WHAT IS NEEDED: An exact printout of all the entries is required.
========================================
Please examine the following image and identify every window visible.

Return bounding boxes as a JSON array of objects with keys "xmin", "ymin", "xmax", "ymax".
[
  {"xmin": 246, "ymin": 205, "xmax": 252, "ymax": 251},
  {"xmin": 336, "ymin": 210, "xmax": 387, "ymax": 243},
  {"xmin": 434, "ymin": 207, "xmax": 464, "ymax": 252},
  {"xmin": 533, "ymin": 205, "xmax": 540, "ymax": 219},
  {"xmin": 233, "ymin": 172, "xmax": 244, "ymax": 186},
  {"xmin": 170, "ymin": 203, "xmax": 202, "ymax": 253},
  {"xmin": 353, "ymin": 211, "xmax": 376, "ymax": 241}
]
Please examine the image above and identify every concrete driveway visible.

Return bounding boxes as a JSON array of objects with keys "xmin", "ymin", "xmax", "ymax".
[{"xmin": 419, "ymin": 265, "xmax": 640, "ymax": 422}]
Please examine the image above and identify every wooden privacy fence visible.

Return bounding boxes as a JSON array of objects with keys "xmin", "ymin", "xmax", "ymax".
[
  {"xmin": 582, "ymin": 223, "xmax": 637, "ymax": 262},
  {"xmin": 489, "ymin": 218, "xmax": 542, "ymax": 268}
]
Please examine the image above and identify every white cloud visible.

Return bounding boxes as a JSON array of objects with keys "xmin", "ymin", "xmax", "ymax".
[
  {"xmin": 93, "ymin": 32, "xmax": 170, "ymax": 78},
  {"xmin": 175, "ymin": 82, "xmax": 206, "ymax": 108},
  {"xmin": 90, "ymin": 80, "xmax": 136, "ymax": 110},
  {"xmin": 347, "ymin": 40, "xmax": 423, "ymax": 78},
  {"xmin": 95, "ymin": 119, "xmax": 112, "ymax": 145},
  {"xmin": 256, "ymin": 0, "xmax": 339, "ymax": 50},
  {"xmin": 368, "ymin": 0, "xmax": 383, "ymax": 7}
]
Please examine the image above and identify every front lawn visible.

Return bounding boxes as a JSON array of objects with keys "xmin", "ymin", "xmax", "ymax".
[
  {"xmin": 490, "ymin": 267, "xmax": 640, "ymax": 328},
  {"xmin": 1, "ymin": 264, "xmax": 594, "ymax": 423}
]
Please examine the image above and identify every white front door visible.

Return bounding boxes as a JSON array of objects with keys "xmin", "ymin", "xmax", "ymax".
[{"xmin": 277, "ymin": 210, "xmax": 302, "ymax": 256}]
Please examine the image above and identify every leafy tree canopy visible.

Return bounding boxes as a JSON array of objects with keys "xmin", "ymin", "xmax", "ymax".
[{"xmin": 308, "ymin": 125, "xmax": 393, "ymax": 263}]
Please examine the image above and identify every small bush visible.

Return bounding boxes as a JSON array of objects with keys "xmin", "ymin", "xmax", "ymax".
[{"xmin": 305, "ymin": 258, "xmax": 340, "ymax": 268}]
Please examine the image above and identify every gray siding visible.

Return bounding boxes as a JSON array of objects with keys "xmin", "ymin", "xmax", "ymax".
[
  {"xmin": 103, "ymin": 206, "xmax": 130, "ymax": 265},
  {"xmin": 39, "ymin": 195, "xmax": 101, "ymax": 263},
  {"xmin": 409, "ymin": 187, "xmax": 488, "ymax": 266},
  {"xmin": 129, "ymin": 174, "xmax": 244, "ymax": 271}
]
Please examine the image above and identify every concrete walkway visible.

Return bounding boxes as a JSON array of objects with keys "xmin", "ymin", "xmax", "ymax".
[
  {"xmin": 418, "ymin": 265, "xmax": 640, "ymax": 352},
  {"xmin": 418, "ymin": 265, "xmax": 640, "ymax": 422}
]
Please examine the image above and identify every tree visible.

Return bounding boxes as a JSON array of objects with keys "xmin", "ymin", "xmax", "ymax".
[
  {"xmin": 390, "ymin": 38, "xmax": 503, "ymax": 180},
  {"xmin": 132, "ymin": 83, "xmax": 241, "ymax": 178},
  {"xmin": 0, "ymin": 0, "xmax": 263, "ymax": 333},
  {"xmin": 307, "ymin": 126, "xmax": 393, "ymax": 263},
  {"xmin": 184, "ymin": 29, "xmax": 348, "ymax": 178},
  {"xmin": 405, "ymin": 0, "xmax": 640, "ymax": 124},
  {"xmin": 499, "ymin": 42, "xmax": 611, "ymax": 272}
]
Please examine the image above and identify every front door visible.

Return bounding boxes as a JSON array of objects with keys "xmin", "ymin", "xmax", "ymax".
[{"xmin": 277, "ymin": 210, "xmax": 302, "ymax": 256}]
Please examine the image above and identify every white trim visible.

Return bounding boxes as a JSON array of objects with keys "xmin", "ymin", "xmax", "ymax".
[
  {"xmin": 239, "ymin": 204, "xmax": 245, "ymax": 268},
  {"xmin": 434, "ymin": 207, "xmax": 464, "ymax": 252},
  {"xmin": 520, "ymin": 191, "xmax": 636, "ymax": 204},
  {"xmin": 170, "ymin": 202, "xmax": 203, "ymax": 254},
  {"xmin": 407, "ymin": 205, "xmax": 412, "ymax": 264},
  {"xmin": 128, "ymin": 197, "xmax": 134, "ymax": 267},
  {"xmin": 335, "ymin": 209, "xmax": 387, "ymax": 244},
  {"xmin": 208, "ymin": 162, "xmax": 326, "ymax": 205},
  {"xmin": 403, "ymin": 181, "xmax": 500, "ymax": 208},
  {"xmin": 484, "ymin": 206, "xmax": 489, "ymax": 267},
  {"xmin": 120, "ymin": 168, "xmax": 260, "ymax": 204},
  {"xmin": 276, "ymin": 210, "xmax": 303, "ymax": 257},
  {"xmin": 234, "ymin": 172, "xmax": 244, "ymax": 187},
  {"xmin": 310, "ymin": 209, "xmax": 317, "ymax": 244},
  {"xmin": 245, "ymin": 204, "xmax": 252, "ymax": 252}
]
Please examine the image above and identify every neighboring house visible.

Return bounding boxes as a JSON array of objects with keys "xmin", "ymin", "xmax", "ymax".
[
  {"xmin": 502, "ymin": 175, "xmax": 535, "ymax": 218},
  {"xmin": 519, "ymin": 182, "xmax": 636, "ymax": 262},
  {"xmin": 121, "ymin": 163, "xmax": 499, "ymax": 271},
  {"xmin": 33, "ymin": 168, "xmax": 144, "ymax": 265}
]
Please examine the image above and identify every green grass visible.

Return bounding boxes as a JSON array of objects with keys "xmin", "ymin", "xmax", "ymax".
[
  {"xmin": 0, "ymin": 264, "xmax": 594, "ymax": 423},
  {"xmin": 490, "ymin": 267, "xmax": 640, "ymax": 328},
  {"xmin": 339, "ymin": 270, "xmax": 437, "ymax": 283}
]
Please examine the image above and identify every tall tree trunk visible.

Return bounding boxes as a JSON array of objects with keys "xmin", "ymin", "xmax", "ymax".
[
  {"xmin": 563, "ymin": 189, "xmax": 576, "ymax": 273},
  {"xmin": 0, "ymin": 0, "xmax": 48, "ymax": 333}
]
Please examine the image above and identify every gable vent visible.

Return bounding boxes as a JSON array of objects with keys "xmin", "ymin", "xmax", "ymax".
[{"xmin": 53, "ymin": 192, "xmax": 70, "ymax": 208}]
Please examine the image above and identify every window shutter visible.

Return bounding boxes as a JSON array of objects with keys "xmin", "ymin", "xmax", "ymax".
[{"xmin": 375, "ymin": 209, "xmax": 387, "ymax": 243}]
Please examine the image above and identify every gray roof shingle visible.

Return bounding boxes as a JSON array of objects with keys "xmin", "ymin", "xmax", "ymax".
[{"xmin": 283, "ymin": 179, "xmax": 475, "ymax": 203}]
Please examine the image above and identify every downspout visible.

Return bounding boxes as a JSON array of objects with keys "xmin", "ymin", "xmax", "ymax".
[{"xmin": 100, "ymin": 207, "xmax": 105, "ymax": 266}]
========================================
ANSWER TO THE EXERCISE:
Please examine the following image and identify every window visible.

Return bounding boxes as a JSON array of objects with keys "xmin", "ymin", "xmax", "ymax".
[
  {"xmin": 246, "ymin": 205, "xmax": 252, "ymax": 251},
  {"xmin": 336, "ymin": 210, "xmax": 387, "ymax": 243},
  {"xmin": 434, "ymin": 207, "xmax": 464, "ymax": 252},
  {"xmin": 533, "ymin": 205, "xmax": 540, "ymax": 219},
  {"xmin": 233, "ymin": 172, "xmax": 244, "ymax": 186},
  {"xmin": 170, "ymin": 203, "xmax": 202, "ymax": 253},
  {"xmin": 353, "ymin": 211, "xmax": 376, "ymax": 241}
]
Please examine the image above and identify every concrete driveway visible.

Return bounding boxes as a JSON array of objects with keys "xmin", "ymin", "xmax", "ymax".
[{"xmin": 419, "ymin": 265, "xmax": 640, "ymax": 422}]
Please examine the image above and identify every wooden privacy fence visible.

Return bounding boxes as a JSON array of objects with keys "xmin", "ymin", "xmax", "ymax".
[
  {"xmin": 582, "ymin": 223, "xmax": 637, "ymax": 262},
  {"xmin": 489, "ymin": 218, "xmax": 542, "ymax": 268}
]
Please examine the image above and identify every white cloud visible.

Return bounding boxes as a JSON array of objects with keys "xmin", "ymin", "xmax", "ymax".
[
  {"xmin": 93, "ymin": 32, "xmax": 170, "ymax": 78},
  {"xmin": 175, "ymin": 82, "xmax": 206, "ymax": 108},
  {"xmin": 90, "ymin": 80, "xmax": 136, "ymax": 110},
  {"xmin": 347, "ymin": 40, "xmax": 423, "ymax": 78},
  {"xmin": 95, "ymin": 119, "xmax": 112, "ymax": 145},
  {"xmin": 256, "ymin": 0, "xmax": 339, "ymax": 50},
  {"xmin": 368, "ymin": 0, "xmax": 383, "ymax": 7}
]
Please examine the image above and identify every front lawn visible.

Return bounding boxes as a JSON array of objects with keys "xmin", "ymin", "xmax", "ymax".
[
  {"xmin": 490, "ymin": 267, "xmax": 640, "ymax": 328},
  {"xmin": 1, "ymin": 264, "xmax": 594, "ymax": 423}
]
Please examine the image above and identify every white front door visible.

Return bounding boxes as a JSON array of objects with keys "xmin", "ymin", "xmax", "ymax".
[{"xmin": 277, "ymin": 210, "xmax": 302, "ymax": 256}]
Please examine the image above and identify every leafy tree canopy visible.

Return bounding boxes as a JSON array of objects with keys "xmin", "ymin", "xmax", "ymax".
[{"xmin": 308, "ymin": 125, "xmax": 393, "ymax": 263}]
Please examine the image above and identify every small bush visible.

Return bounding boxes as a JSON array of objects with keys "xmin", "ymin", "xmax", "ymax".
[{"xmin": 305, "ymin": 258, "xmax": 340, "ymax": 268}]
Please examine the image above and identify every gray siding visible.

Return bounding boxes as a JSON array of objects with keys "xmin", "ymin", "xmax", "ymax".
[
  {"xmin": 103, "ymin": 206, "xmax": 130, "ymax": 265},
  {"xmin": 39, "ymin": 195, "xmax": 101, "ymax": 263},
  {"xmin": 409, "ymin": 187, "xmax": 488, "ymax": 266},
  {"xmin": 129, "ymin": 174, "xmax": 244, "ymax": 271}
]
Please examine the image above and identify every concrete walkway visible.

Return bounding boxes as a JSON array of objects with keys "xmin", "ymin", "xmax", "ymax".
[
  {"xmin": 418, "ymin": 265, "xmax": 640, "ymax": 352},
  {"xmin": 418, "ymin": 265, "xmax": 640, "ymax": 422}
]
Please examine the image above and identify every tree visible.

Return bounding boxes as a JSON array of objects with keys "xmin", "ymin", "xmax", "ymax".
[
  {"xmin": 390, "ymin": 38, "xmax": 503, "ymax": 180},
  {"xmin": 132, "ymin": 83, "xmax": 241, "ymax": 178},
  {"xmin": 0, "ymin": 0, "xmax": 263, "ymax": 333},
  {"xmin": 307, "ymin": 126, "xmax": 393, "ymax": 263},
  {"xmin": 184, "ymin": 29, "xmax": 348, "ymax": 178},
  {"xmin": 405, "ymin": 0, "xmax": 640, "ymax": 124},
  {"xmin": 499, "ymin": 42, "xmax": 611, "ymax": 272}
]
Please examine the image above and identify every front door visible.

Return bounding boxes as a JSON array of objects with keys "xmin", "ymin", "xmax", "ymax".
[{"xmin": 277, "ymin": 210, "xmax": 302, "ymax": 256}]
Please examine the image above and identify every white trim visible.

Return bounding boxes as a JSON array of objects with keys "xmin", "ymin", "xmax", "ymax".
[
  {"xmin": 239, "ymin": 204, "xmax": 245, "ymax": 268},
  {"xmin": 434, "ymin": 207, "xmax": 464, "ymax": 252},
  {"xmin": 520, "ymin": 191, "xmax": 636, "ymax": 204},
  {"xmin": 170, "ymin": 202, "xmax": 203, "ymax": 254},
  {"xmin": 407, "ymin": 205, "xmax": 412, "ymax": 264},
  {"xmin": 128, "ymin": 197, "xmax": 134, "ymax": 267},
  {"xmin": 335, "ymin": 209, "xmax": 387, "ymax": 244},
  {"xmin": 208, "ymin": 162, "xmax": 326, "ymax": 205},
  {"xmin": 403, "ymin": 181, "xmax": 500, "ymax": 208},
  {"xmin": 484, "ymin": 206, "xmax": 489, "ymax": 267},
  {"xmin": 120, "ymin": 168, "xmax": 260, "ymax": 204},
  {"xmin": 276, "ymin": 210, "xmax": 303, "ymax": 257},
  {"xmin": 234, "ymin": 172, "xmax": 244, "ymax": 187},
  {"xmin": 310, "ymin": 209, "xmax": 317, "ymax": 244},
  {"xmin": 245, "ymin": 204, "xmax": 252, "ymax": 252}
]
Please examine the image above and identify every neighboring house visible.

Return bounding boxes as a JSON array of objects with keys "xmin", "ymin", "xmax", "ymax".
[
  {"xmin": 502, "ymin": 175, "xmax": 535, "ymax": 218},
  {"xmin": 519, "ymin": 182, "xmax": 636, "ymax": 262},
  {"xmin": 121, "ymin": 163, "xmax": 499, "ymax": 271},
  {"xmin": 33, "ymin": 168, "xmax": 144, "ymax": 265}
]
Please examine the image above and identify every green grass visible.

Return bounding boxes as a JSON array of objects with keys "xmin", "ymin", "xmax", "ymax".
[
  {"xmin": 0, "ymin": 264, "xmax": 594, "ymax": 423},
  {"xmin": 490, "ymin": 267, "xmax": 640, "ymax": 328},
  {"xmin": 339, "ymin": 270, "xmax": 437, "ymax": 283}
]
Please examine the image above and identify every tall tree trunk visible.

Return bounding boxes as a JSON array of objects with keys "xmin", "ymin", "xmax", "ymax".
[
  {"xmin": 563, "ymin": 189, "xmax": 576, "ymax": 273},
  {"xmin": 0, "ymin": 0, "xmax": 48, "ymax": 333}
]
Please examine the image above and identify every gable vent visible.

Return bounding boxes as a JSON array of objects with keys "xmin", "ymin", "xmax", "ymax".
[{"xmin": 53, "ymin": 192, "xmax": 70, "ymax": 208}]
Please examine the image above and identify every window shutter visible.

Return bounding boxes as a JSON array of objects with keys "xmin", "ymin", "xmax", "ymax".
[{"xmin": 375, "ymin": 209, "xmax": 387, "ymax": 243}]
Please examine the image above and identify every gray roof shingle visible.

Return bounding boxes as a JSON array of objects with keys "xmin", "ymin", "xmax", "ymax".
[{"xmin": 283, "ymin": 179, "xmax": 475, "ymax": 203}]
Please examine the image above and identify every downspout visible.

Return bounding boxes as a JSON array of objects with keys "xmin", "ymin", "xmax", "ymax".
[{"xmin": 100, "ymin": 207, "xmax": 105, "ymax": 266}]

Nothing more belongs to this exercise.